#metoo and the Sexual Overperception Bias

Eddie Ejjbair
3 min readDec 1, 2021

In the first chapter of Amia Srinivasan’s The Right to Sex, the author attempts (albeit in a condescending tone) to see the #metoo movement from the male perspective:

Patriarchy has lied to men about what is and is not OK, in sex and in gender relations as a whole. Men are now being caught out and unfairly punished for their innocent mistakes, as women enforce a new set of rules. Perhaps these new rules are the correct ones; and, doubtless, the old ones caused a lot of harm. But how were men to have known any better? In their minds they weren’t guilty, so don’t they too have grounds for acquittal? How many men are truly unable to distinguish between wanted and unwanted sex, between welcome and ‘gross’ behaviour, between decency and degradation? (Srinivasan)

Until very recently, I believed that all men were able to distinguish between this ‘wanted and unwanted’ behaviour. However, it is gradually becoming clear to me that there is a greater discrepancy between the perceptions of the sexes than one would expect. In particular, I am referring to the ‘sexual overperception bias’, whereby, as evolutionary psychologist David M. Buss puts its, ‘men possess mind-reading biases designed to minimize the costs of missed sexual opportunities’. According to Buss, men are more likely ‘to falsely infer that women are sexually interested in them when they merely smile, incidentally touch their arm, or are simply friendly […] Interestingly, men who view themselves as especially high in mate value are especially prone to experience the sexual overperception bias’ (Buss).

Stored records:
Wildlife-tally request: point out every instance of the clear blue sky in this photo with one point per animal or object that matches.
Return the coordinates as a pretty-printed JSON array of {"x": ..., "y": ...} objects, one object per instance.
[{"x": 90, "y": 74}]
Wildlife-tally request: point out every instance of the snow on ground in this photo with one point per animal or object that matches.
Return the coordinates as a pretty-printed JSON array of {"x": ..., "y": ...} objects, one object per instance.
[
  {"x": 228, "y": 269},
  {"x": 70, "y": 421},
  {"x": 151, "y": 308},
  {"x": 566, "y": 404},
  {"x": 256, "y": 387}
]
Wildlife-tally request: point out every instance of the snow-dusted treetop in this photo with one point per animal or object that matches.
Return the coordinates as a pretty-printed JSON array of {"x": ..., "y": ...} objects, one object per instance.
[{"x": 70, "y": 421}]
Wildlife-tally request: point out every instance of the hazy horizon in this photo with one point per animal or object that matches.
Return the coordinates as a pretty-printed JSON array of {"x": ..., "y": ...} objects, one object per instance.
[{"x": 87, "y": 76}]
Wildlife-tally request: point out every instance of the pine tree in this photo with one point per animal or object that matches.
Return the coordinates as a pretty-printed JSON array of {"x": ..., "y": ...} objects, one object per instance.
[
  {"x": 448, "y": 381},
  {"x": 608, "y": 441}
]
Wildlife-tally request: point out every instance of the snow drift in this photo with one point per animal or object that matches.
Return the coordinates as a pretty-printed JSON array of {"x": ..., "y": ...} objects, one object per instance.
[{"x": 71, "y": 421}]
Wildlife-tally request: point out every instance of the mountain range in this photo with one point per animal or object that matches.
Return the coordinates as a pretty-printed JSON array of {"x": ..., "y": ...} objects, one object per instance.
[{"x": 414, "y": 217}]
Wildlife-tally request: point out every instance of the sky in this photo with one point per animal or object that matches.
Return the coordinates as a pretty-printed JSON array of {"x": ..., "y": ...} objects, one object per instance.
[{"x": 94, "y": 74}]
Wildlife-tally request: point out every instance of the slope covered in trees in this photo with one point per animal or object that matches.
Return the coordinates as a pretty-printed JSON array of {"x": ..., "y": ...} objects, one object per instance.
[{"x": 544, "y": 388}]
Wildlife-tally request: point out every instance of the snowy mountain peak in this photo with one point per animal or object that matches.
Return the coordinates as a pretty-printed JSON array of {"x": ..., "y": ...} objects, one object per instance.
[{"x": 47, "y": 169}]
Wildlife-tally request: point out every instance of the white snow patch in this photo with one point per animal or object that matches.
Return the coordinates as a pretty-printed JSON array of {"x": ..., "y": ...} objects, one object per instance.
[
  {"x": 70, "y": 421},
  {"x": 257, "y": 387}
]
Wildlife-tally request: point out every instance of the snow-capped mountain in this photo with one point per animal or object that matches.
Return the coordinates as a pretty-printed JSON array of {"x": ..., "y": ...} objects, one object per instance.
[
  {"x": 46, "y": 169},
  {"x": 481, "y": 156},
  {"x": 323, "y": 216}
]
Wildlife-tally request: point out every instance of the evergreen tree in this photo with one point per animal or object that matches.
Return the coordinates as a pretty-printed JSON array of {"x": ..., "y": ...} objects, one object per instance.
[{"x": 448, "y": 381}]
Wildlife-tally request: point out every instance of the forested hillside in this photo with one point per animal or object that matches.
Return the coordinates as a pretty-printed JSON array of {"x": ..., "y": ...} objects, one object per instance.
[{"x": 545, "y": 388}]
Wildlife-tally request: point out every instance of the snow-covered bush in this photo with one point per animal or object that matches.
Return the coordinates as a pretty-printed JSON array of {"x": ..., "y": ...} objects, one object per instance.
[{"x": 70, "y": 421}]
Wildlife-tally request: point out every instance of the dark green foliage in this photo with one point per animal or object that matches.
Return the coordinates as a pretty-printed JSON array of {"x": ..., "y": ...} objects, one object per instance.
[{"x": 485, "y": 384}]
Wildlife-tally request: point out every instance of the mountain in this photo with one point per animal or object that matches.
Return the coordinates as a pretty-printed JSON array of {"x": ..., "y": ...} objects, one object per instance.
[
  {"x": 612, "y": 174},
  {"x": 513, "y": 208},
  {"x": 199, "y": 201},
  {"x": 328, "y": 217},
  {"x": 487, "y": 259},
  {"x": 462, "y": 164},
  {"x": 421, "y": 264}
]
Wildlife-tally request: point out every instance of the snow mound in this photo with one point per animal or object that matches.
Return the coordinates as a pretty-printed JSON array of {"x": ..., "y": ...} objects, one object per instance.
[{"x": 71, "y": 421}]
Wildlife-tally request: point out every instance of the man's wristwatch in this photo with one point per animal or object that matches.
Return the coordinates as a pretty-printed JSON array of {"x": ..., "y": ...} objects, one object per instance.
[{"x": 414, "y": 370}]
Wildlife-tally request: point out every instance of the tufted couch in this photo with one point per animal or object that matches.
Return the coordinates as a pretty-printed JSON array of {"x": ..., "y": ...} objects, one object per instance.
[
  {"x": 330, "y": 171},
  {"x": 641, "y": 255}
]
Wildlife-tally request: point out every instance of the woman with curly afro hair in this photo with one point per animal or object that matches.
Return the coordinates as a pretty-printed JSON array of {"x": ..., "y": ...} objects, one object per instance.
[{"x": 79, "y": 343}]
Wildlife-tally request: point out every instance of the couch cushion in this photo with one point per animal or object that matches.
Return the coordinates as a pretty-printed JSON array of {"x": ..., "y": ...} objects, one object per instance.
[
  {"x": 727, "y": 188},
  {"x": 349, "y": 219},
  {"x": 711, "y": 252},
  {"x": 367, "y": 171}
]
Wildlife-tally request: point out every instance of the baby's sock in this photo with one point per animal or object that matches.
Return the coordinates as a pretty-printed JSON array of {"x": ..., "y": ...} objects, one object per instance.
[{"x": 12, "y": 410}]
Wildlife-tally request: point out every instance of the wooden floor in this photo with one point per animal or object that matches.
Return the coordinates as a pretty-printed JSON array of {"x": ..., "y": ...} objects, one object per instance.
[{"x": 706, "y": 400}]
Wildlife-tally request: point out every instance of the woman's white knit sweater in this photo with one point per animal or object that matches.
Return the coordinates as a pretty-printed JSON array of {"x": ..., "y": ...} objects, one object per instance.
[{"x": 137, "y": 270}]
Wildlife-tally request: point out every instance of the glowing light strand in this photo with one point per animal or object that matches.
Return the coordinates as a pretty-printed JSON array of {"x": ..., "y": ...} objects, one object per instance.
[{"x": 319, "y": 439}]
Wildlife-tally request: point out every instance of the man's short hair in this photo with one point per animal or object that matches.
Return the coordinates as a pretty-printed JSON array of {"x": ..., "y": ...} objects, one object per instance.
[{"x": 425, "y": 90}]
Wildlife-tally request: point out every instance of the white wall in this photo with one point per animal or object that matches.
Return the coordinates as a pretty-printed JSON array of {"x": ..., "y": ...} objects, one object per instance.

**STATED GOAL 1**: Filter the rows, copying each one that contains the word "mountain".
**STATED GOAL 2**: Proceed with the essay on #metoo and the sexual overperception bias, beginning after its final sentence.

**ANSWER 1**:
Wildlife-tally request: point out every instance of the mountain range in this photo with one point per animal or object that matches.
Wildlife-tally request: point out every instance of the snowy mountain peak in this photo with one point per animal or object that matches.
Wildlife-tally request: point out every instance of the snow-capped mountain in this photo with one point per animal or object that matches.
Wildlife-tally request: point out every instance of the mountain in this photo with one point per animal or object that matches.

**ANSWER 2**:
This bias might help explain the incredulity of the #metoo accused. These men predominantly belong to the ruling elite (indeed, a major issue in these cases is the discrepancy in power between the accuser and the accused) and are therefore more likely to belong to the group of men who ‘view themselves as especially high in mate value’ and are thus ‘prone to experience the sexual overperception bias’. These men are literally seeing different things:

In one study, 98 men and 102 women watched a ten-minute videotape of a conversation between a male professor and a female student.4 The student visits the professor’s office to ask for a deadline extension for a term paper. The actors in the film are a female drama student and a male drama professor. Neither actor acts flirtatious or provocative, although both have been instructed to behave in a friendly manner. Participants witnessed the tape and then rated the likely intentions of the woman using 7-point scales. Women watching the interaction were more likely to say that the student was trying to be friendly (6.45), not sexy (2.00) or seductive (1.89). Men, while also perceiving friendliness (6.09), were more likely than women to infer seductive (3.38) and sexual (3.84) intentions. Similar results were obtained from a study using photos of a man and women studying together.5 Men rated the photographed women as showing moderate intent to be sexy (4.87) and seductive (4.08), whereas women rating the identical photographs saw considerably less sexual intent (3.11) and less seductive intent (2.61) (Buss)

An illustrative example of this occurs in the following sequences of Nancy Meyers’ rom-com, What Women Want (2000). In the first sequence, ‘smooth-talking advertising executive’, Nick Marshall, manoeuvres through the workplace interacting with various women who appear receptive to his flirtatiousness:

However, after Marshall miraculously gains the ability to hear women’s thoughts, the same sort of sequence appears completely different:

It is only after we see this second sequence that the first reveals itself to be a fantastical distortion caused by the overperception bias. The smiles, for instance, have completely different inflections.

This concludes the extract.